[[ Records for processing, beginning ]]

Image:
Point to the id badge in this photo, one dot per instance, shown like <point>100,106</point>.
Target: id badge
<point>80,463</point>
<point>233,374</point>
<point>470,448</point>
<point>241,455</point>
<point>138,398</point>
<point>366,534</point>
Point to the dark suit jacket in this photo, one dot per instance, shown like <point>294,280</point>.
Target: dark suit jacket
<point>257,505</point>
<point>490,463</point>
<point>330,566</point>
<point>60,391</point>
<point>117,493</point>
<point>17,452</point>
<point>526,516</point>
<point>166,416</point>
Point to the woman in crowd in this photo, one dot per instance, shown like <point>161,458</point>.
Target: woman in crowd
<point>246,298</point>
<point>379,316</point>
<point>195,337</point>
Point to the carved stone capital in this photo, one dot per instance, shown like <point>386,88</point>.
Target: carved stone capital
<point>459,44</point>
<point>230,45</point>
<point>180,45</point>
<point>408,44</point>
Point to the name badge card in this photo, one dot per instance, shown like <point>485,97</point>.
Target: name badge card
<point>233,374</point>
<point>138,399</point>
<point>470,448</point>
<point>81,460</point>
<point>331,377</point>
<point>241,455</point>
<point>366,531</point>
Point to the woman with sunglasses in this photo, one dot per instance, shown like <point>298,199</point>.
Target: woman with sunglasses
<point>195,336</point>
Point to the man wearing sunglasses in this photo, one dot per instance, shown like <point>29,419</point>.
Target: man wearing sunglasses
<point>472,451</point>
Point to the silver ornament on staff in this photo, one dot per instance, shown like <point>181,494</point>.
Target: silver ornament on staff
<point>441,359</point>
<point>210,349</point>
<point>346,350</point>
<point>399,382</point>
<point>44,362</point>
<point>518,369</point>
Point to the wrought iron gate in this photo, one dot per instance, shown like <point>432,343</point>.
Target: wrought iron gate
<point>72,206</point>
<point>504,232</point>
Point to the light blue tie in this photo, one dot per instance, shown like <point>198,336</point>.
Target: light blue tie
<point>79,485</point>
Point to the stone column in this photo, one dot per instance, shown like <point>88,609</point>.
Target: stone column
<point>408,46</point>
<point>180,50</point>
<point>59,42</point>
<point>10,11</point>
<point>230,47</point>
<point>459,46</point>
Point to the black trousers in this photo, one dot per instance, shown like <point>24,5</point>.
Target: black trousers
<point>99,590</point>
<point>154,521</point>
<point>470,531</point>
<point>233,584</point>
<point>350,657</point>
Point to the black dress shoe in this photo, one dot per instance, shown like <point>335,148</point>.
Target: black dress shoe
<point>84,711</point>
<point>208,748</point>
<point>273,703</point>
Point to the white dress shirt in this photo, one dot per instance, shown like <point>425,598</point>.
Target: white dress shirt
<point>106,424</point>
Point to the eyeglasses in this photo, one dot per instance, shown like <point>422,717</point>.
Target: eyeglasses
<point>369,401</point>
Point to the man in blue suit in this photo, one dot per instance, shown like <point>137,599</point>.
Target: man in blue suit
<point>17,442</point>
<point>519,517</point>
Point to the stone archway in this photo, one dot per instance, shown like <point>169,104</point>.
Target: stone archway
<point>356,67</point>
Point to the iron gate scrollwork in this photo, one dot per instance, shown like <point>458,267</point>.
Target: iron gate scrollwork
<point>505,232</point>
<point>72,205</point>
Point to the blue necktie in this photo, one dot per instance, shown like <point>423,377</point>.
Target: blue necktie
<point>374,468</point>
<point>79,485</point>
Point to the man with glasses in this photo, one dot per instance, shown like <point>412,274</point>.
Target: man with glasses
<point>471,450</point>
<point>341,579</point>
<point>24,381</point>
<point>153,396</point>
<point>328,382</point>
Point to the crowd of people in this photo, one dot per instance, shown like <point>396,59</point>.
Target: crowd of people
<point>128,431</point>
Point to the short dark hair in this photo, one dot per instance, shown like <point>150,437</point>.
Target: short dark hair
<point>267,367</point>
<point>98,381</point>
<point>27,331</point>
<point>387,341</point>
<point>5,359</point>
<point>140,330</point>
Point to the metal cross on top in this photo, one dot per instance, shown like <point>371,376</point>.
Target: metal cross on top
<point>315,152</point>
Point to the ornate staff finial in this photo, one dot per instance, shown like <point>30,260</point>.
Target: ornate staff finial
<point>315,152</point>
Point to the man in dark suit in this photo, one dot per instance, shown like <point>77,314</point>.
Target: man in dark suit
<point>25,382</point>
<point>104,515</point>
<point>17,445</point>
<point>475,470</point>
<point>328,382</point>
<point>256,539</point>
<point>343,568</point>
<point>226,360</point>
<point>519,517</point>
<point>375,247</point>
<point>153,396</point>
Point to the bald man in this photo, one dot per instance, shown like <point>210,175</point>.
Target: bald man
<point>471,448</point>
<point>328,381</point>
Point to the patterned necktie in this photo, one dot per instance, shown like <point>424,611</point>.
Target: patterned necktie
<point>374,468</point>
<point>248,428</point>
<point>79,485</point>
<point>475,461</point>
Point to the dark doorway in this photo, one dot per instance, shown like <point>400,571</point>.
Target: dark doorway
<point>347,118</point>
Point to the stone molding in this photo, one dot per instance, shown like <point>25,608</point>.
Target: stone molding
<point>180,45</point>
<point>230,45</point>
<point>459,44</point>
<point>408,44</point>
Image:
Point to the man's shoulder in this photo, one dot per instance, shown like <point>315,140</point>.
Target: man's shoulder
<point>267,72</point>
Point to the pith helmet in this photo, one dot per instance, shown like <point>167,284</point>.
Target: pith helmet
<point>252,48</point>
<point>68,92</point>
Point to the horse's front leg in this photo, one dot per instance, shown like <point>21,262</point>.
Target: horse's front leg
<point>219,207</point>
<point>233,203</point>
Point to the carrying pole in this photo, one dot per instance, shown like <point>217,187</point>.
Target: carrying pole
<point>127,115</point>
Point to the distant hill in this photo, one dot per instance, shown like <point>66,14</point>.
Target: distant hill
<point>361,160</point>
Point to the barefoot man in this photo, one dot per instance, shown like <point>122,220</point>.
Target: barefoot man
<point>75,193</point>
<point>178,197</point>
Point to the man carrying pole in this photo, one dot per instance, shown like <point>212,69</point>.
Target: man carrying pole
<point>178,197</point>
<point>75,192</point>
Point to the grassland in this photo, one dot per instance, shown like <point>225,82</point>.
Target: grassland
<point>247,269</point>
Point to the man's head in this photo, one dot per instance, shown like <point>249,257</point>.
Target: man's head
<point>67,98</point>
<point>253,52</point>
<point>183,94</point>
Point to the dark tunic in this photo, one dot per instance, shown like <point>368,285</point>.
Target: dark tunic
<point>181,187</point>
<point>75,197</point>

[[ Records for processing, end ]]

**Work to complete:**
Would you restate each line of the material above word for word?

**Response to this task:**
Image:
Point to the id badge in this photo, one dot per instance, shown like <point>100,106</point>.
Target: id badge
<point>80,463</point>
<point>233,374</point>
<point>470,448</point>
<point>241,455</point>
<point>138,398</point>
<point>366,534</point>
Point to the dark suit jacket in this photo, one dot per instance, shown like <point>294,280</point>.
Target: dark suit jacket
<point>257,505</point>
<point>490,463</point>
<point>330,566</point>
<point>60,391</point>
<point>117,493</point>
<point>17,452</point>
<point>526,516</point>
<point>166,416</point>
Point to the woman in crowd in this photo, one dot per instance, shown like <point>161,458</point>.
Target: woman in crowd
<point>246,298</point>
<point>379,316</point>
<point>195,337</point>
Point to the carved stone capital in this photo, one dot per instance, shown like <point>386,88</point>.
Target: carved stone capital
<point>459,44</point>
<point>230,45</point>
<point>180,45</point>
<point>408,44</point>
Point to the name badge card in this photo, one dot per instance, shown like <point>485,97</point>.
Target: name badge card
<point>233,374</point>
<point>138,399</point>
<point>470,448</point>
<point>81,460</point>
<point>331,377</point>
<point>241,455</point>
<point>366,531</point>
Point to the woman with sunglasses in this photo, one dot per instance, shown like <point>298,199</point>.
Target: woman with sunglasses
<point>195,336</point>
Point to the man wearing sunglasses in this photo, one dot per instance, shown like <point>29,419</point>.
Target: man wearing sunglasses
<point>472,451</point>
Point to the silver ornament on staff in this photo, one dot per instance, shown like <point>181,494</point>.
Target: silver ornament on staff
<point>441,359</point>
<point>210,349</point>
<point>346,350</point>
<point>399,382</point>
<point>44,362</point>
<point>518,369</point>
Point to the wrought iron gate in this photo, one dot per instance, shown like <point>432,343</point>.
Target: wrought iron gate
<point>72,206</point>
<point>504,232</point>
Point to the light blue tie in this photo, one dot per instance, shown like <point>198,336</point>.
Target: light blue tie
<point>79,485</point>
Point to the stone column in this photo, one dot per instance, shown like <point>88,609</point>.
Target: stone column
<point>408,46</point>
<point>180,50</point>
<point>59,42</point>
<point>10,11</point>
<point>230,47</point>
<point>459,46</point>
Point to the black trousers in this photo, one dot per instance, shown like <point>24,5</point>.
Target: black trousers
<point>99,590</point>
<point>154,521</point>
<point>470,531</point>
<point>233,584</point>
<point>350,657</point>
Point to the black dress shoe in this photo, one dot per instance, shown like <point>335,148</point>.
Target: black dress shoe
<point>84,711</point>
<point>208,748</point>
<point>273,703</point>
Point to the white dress shirt in this photo, one dot per instance, shown like <point>425,598</point>.
Target: white dress shirt
<point>106,424</point>
Point to the eyeglasses in this photo, one dot per instance, shown like <point>422,717</point>.
Target: eyeglasses
<point>369,401</point>
Point to the man in blue suit in this photo, one dot per instance, shown like <point>137,599</point>.
Target: man in blue suit
<point>17,442</point>
<point>519,517</point>
Point to the stone archway in this photo, one dot per instance, shown like <point>169,104</point>.
Target: stone archway
<point>356,67</point>
Point to the iron gate scrollwork in this photo, one dot per instance, shown like <point>458,267</point>.
Target: iron gate scrollwork
<point>505,232</point>
<point>72,205</point>
Point to the blue necktie in this photo, one dot per instance, shown like <point>423,377</point>.
Target: blue necktie
<point>374,468</point>
<point>79,485</point>
Point to the man with glasses in this photo, one dot per instance, shown like <point>412,274</point>.
Target: man with glasses
<point>471,450</point>
<point>341,579</point>
<point>24,381</point>
<point>153,396</point>
<point>328,382</point>
Point to the crowd of people in this photo, one dot per instance, shown like <point>396,59</point>.
Target: crowd of people
<point>128,431</point>
Point to the short dark hair in this photo, one dot per instance, shown like <point>150,437</point>.
Target: short dark hair
<point>267,367</point>
<point>98,381</point>
<point>27,331</point>
<point>387,341</point>
<point>5,359</point>
<point>140,330</point>
Point to the metal cross on top in this photo, one dot per instance, shown like <point>371,376</point>.
Target: metal cross on top
<point>315,152</point>
Point to the ornate staff finial in this photo, one dot per instance, shown like <point>30,260</point>.
Target: ornate staff finial
<point>315,152</point>
Point to the man in dark suit in this photo, one dot per instance, shown like <point>77,314</point>.
Target: man in dark suit
<point>25,382</point>
<point>104,515</point>
<point>17,445</point>
<point>475,470</point>
<point>328,382</point>
<point>256,539</point>
<point>343,568</point>
<point>226,360</point>
<point>519,517</point>
<point>375,247</point>
<point>153,396</point>
Point to the bald man in this photo, one dot per instance, shown like <point>210,175</point>.
Target: bald man
<point>471,448</point>
<point>328,381</point>
Point to the patterned necktie in this photo, one dot per instance, shown like <point>424,611</point>.
Target: patterned necktie
<point>374,468</point>
<point>248,428</point>
<point>79,485</point>
<point>475,461</point>
Point to the dark doorway in this photo, one dot per instance, shown like <point>400,571</point>.
Target: dark doorway
<point>347,118</point>
Point to the stone molding in this photo, one dot per instance, shown like <point>25,608</point>.
Target: stone molding
<point>180,45</point>
<point>230,45</point>
<point>459,44</point>
<point>408,44</point>
Image:
Point to the man's shoulder in this photo, one dot per instance, shown like <point>315,140</point>.
Target: man's shoulder
<point>267,72</point>
Point to the pith helmet in this photo, one dot per instance, shown like <point>167,284</point>.
Target: pith helmet
<point>252,48</point>
<point>68,92</point>
Point to the horse's front leg in this photo, one dot per instance, shown like <point>21,262</point>.
Target: horse's front leg
<point>219,207</point>
<point>233,203</point>
Point to the carrying pole in this photo, one dot per instance, shown like <point>217,187</point>.
Target: carrying pole
<point>127,115</point>
Point to the distant hill in this photo, one dot per instance, shown like <point>66,14</point>.
Target: distant hill
<point>361,160</point>
Point to the barefoot man in this photo, one dot per instance, shown like <point>122,220</point>.
Target: barefoot man
<point>75,193</point>
<point>178,197</point>
Point to the man carrying pole in this photo, one dot per instance, shown like <point>212,69</point>.
Target: man carrying pole
<point>178,197</point>
<point>75,192</point>
Point to the grassland in this photo, one dot per instance, shown like <point>225,82</point>.
Target: grassland
<point>247,269</point>
Point to the man's head in this photo, one dot per instance, shown like <point>249,257</point>.
Target: man's head
<point>67,98</point>
<point>253,52</point>
<point>183,94</point>
Point to the dark tunic in this photo, one dot per instance, shown like <point>368,285</point>.
Target: dark tunic
<point>181,187</point>
<point>75,197</point>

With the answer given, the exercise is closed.